> **Aim of the task**:
Which lines in the items below contain the word "statue"? Pull out each of them and copy it in full.

> **Records**:
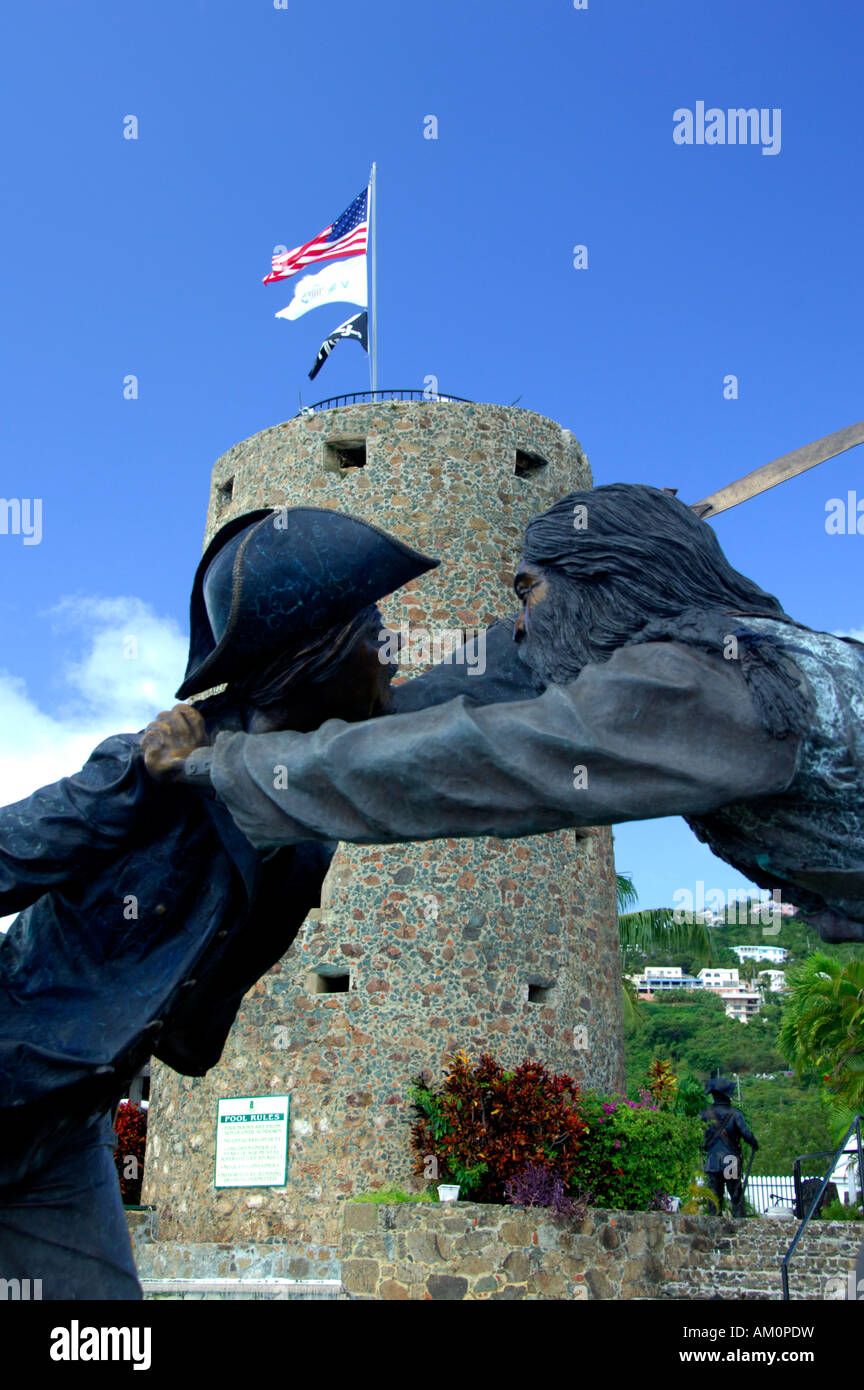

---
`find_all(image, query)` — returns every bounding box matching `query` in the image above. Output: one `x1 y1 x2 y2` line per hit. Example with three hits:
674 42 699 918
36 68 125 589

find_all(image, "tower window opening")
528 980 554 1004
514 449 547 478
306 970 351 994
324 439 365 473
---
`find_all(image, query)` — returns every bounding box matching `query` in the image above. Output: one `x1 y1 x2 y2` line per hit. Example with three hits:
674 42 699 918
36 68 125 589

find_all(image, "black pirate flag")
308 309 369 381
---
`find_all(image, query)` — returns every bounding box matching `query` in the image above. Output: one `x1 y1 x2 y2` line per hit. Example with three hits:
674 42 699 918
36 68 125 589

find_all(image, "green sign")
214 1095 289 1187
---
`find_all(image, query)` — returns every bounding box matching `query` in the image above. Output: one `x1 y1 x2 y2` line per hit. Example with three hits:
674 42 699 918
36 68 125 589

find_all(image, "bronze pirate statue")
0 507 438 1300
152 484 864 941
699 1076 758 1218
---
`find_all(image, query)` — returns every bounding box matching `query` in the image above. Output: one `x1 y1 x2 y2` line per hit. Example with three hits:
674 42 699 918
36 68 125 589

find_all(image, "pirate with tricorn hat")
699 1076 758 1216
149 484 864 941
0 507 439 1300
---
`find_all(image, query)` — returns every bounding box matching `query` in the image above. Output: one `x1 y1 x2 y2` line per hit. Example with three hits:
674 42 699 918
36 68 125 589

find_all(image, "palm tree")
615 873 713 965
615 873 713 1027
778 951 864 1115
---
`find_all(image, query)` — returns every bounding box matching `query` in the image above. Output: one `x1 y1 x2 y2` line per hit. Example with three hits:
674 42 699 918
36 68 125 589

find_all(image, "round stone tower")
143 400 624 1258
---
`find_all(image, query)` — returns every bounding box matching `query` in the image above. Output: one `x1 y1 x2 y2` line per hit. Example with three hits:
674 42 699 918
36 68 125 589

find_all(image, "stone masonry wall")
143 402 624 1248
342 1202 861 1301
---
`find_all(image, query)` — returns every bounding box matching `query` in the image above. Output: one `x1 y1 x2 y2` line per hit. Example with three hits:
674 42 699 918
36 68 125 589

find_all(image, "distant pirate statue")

> **Response to the task**:
find_all(image, "bronze pirate statue")
find_all(image, "distant pirate statue")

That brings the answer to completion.